August 1686 Abraham und Susanne schworen vor den Dragonaden ab
Als am 20. Oktober 1685, unter Ludwig XIV., das folgenschwere Revokationsedikt von Fontainebleau erklärt wurde und alle vorherigen Edikte, besonders das von Nantes, nichtig wurden, war jegliche Religionsausübung der Hugenotten, nunmehr unter Androhung schwerer Strafe an "Leibern und Gütern", verboten. Es begann eine Auswanderungsflut der Hugenotten aus Frankreich in nie geahnten Ausmaßen. Mit administrativen Maßnahmen, Überredung, Drohung und schließlich mit Gewalt, sollten die Hugenotten zum Übertritt zur alten Kirche gezwungen werden. Durch die ab 1680 angewandten "Dragonaden", die gewaltsamen Einquartierungen der königlichen Dragoner in den Hugenottengemeinden, wurden, wie auch schon vor der formellen Aufhebung des Edikts, zehntausende von Reformierten zur Flucht gezwungen. Das Revokationsedikt von Fontainebleau vom 22. Oktober 1685 beseitigte die letzten Rechte. Die Kirchen wurden zerstört, die Pfarrer des Landes verwiesen. Selbst private Versammlungen in hugenottischen Gemeinden wurden unter Strafe gestellt. Ebenso galt die Emigration aus Glaubensgründen als Verbrechen, das mit der Galeerenstrafe belegt wurde.
Am 21. Oktober 1685 (18. Sonntag nach Trinitatis) hielt Pfarrer Jeannet in der Gemeinde Courcelles-Chaussy seine letzte Predigt.

(Einträge mit Verweisen auf benannte Objekte)
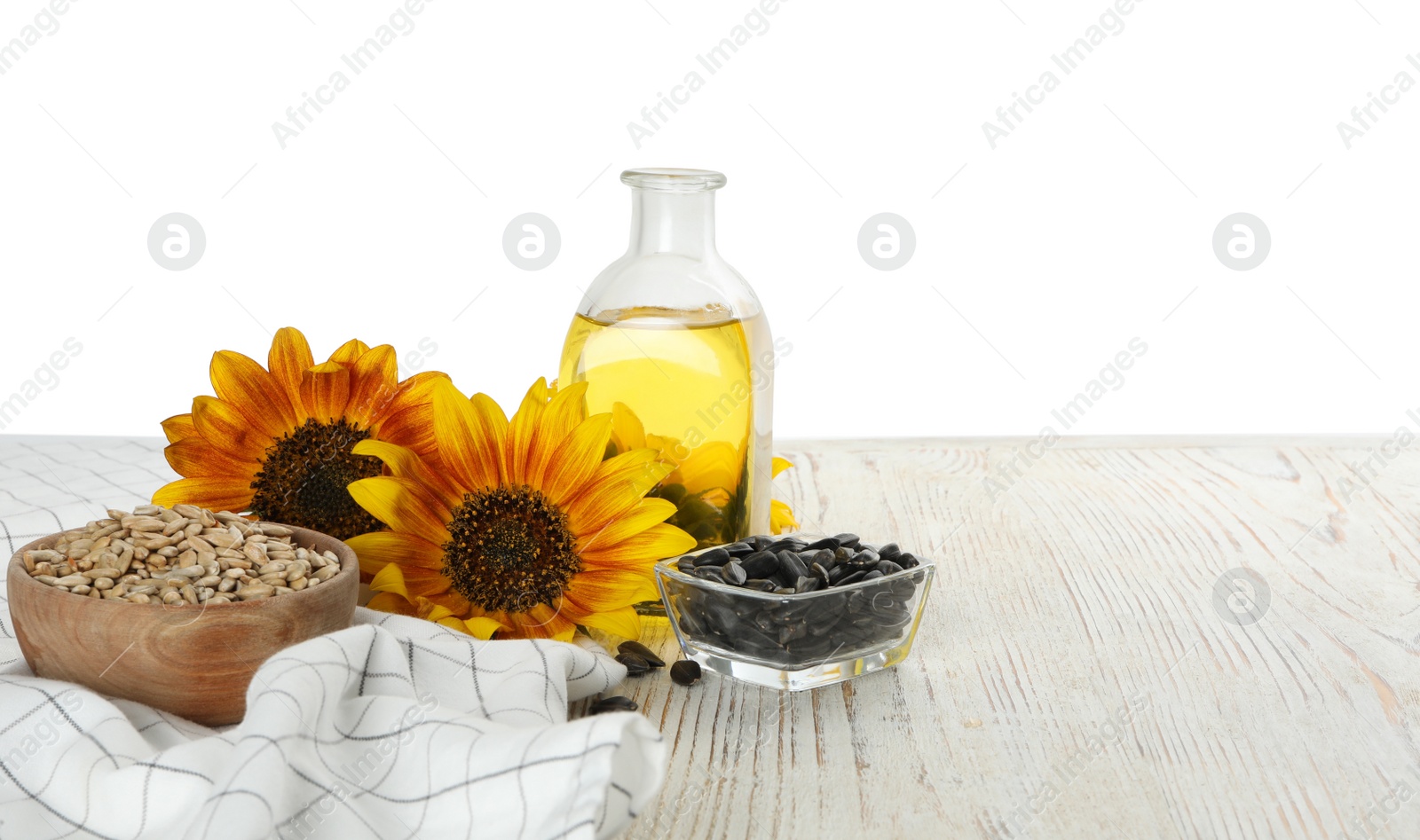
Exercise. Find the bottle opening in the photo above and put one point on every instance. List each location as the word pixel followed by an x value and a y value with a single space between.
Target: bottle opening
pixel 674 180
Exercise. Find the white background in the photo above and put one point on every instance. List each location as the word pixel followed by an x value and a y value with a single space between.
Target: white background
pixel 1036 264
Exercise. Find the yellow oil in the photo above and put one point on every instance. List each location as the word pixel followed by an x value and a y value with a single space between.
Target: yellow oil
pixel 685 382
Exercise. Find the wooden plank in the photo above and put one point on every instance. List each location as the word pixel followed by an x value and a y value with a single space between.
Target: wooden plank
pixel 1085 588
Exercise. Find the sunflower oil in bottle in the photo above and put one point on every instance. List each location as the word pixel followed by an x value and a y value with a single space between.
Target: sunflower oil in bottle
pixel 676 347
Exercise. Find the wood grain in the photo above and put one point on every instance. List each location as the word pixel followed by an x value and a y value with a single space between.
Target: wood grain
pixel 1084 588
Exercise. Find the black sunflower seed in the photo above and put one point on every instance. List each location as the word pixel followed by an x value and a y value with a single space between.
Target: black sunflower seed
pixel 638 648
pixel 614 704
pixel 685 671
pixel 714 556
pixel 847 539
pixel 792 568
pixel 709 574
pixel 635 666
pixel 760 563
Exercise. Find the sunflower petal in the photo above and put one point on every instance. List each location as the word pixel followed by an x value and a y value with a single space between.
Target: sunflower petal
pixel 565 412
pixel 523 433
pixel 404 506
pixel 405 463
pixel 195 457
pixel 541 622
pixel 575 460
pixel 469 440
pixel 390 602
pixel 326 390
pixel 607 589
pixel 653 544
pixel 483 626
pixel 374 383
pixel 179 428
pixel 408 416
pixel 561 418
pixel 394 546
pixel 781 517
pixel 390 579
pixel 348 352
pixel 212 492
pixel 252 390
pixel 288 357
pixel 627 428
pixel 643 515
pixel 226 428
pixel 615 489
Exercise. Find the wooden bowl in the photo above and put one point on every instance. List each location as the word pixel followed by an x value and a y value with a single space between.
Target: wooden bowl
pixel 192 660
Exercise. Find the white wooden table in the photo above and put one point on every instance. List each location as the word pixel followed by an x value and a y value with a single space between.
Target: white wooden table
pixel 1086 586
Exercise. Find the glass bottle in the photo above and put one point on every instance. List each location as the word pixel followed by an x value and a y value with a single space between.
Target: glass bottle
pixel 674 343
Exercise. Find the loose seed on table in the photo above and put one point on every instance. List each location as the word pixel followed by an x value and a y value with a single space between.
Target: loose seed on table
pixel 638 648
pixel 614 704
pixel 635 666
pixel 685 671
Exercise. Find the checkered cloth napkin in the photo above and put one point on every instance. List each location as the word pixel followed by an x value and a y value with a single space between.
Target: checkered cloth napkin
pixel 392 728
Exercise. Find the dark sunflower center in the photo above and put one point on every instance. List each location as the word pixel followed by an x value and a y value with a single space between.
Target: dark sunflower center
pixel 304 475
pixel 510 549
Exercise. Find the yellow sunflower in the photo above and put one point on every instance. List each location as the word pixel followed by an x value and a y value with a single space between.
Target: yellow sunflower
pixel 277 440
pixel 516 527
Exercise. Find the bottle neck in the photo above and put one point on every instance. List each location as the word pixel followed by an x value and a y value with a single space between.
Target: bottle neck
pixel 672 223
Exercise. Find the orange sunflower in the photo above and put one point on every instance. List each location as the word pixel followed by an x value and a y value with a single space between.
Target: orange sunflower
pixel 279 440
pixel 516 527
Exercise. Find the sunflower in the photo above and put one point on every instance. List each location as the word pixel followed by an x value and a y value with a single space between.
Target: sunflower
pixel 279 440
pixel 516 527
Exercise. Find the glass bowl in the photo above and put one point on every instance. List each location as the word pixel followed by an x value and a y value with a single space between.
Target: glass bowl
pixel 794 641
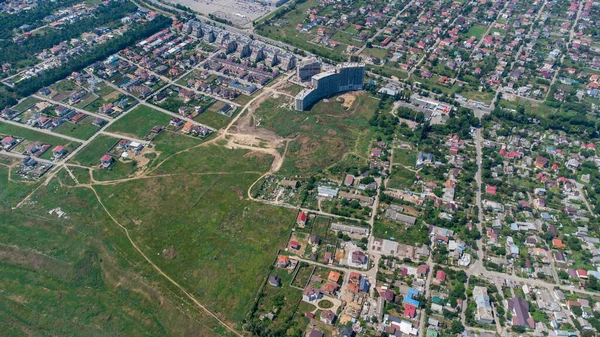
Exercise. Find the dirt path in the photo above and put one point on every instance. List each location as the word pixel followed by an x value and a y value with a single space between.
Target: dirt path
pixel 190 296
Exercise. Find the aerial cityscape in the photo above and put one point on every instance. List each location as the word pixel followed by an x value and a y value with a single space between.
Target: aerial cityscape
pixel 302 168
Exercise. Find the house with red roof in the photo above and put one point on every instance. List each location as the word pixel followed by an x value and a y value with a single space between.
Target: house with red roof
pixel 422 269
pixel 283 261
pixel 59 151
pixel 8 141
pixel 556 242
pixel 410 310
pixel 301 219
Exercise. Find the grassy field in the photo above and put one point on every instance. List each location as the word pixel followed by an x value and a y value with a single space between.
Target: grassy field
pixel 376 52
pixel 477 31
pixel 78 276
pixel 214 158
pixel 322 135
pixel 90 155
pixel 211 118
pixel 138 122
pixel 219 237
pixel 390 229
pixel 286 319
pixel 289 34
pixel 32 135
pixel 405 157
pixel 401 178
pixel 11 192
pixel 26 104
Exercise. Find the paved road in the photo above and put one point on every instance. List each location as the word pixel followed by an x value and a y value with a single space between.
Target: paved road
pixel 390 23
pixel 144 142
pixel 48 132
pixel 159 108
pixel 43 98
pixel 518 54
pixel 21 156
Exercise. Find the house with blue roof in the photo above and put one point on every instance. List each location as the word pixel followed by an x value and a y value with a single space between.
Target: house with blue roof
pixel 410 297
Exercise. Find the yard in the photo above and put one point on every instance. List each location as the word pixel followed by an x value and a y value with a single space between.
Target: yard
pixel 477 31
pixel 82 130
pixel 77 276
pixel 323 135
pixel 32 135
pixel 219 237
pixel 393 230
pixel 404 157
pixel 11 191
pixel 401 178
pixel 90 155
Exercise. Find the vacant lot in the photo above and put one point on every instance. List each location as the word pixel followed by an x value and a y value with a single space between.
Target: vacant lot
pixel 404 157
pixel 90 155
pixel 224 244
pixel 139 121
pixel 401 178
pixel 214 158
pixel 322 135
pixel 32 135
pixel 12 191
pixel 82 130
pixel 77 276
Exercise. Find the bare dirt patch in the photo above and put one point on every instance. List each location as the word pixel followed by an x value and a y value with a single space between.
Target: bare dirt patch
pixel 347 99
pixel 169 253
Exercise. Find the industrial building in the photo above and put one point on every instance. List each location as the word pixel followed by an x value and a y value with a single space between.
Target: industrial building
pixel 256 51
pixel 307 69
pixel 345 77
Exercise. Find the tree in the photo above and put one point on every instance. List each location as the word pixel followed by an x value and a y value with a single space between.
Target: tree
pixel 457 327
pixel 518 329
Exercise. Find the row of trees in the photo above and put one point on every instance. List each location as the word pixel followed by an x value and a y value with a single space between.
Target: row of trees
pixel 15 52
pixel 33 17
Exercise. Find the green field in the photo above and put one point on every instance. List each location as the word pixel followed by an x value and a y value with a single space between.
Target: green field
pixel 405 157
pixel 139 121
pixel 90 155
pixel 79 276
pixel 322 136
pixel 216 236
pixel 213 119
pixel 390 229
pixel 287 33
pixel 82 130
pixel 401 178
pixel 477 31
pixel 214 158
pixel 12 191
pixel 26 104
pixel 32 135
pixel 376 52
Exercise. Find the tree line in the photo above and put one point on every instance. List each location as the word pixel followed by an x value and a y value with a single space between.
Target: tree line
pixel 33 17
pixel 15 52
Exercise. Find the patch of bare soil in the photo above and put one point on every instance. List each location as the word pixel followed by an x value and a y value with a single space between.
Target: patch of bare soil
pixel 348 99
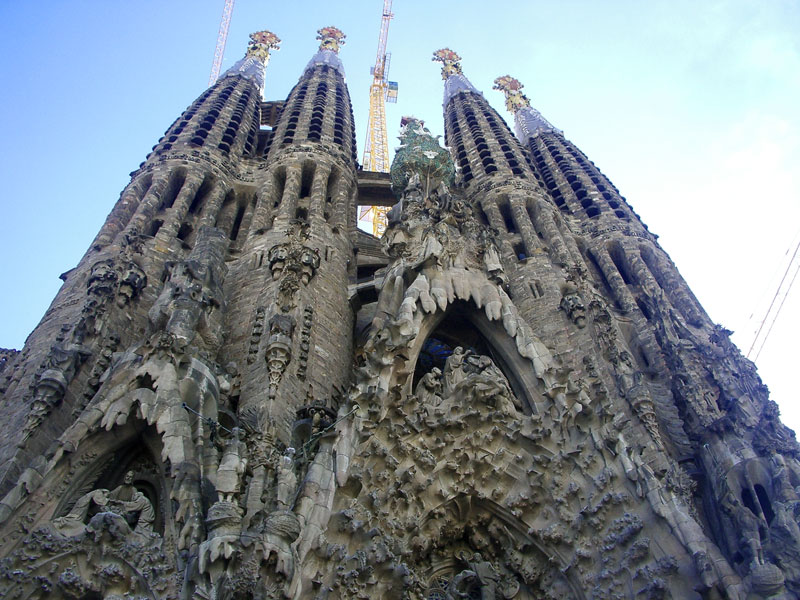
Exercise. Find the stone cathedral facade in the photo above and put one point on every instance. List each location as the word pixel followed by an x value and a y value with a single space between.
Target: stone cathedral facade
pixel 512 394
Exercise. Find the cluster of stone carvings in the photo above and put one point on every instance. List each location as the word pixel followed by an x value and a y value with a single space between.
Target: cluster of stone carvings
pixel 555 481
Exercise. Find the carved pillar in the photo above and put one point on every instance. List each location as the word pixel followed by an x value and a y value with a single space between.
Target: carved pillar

Aufgabe: Gib den Textauszug über die Hugenotten nach dem Edikt von Fontainebleau vollständig und Wort für Wort wieder.

Vollständige Antwort:
August 1686 Abraham und Susanne schworen vor den Dragonaden ab
Als am 20. Oktober 1685, unter Ludwig XIV., das folgenschwere Revokationsedikt von Fontainebleau erklärt wurde und alle vorherigen Edikte, besonders das von Nantes, nichtig wurden, war jegliche Religionsausübung der Hugenotten, nunmehr unter Androhung schwerer Strafe an "Leibern und Gütern", verboten. Es begann eine Auswanderungsflut der Hugenotten aus Frankreich in nie geahnten Ausmaßen. Mit administrativen Maßnahmen, Überredung, Drohung und schließlich mit Gewalt, sollten die Hugenotten zum Übertritt zur alten Kirche gezwungen werden. Durch die ab 1680 angewandten "Dragonaden", die gewaltsamen Einquartierungen der königlichen Dragoner in den Hugenottengemeinden, wurden, wie auch schon vor der formellen Aufhebung des Edikts, zehntausende von Reformierten zur Flucht gezwungen. Das Revokationsedikt von Fontainebleau vom 22. Oktober 1685 beseitigte die letzten Rechte. Die Kirchen wurden zerstört, die Pfarrer des Landes verwiesen. Selbst private Versammlungen in hugenottischen Gemeinden wurden unter Strafe gestellt. Ebenso galt die Emigration aus Glaubensgründen als Verbrechen, das mit der Galeerenstrafe belegt wurde.
Am 21. Oktober 1685 (18. Sonntag nach Trinitatis) hielt Pfarrer Jeannet in der Gemeinde Courcelles-Chaussy seine letzte Predigt.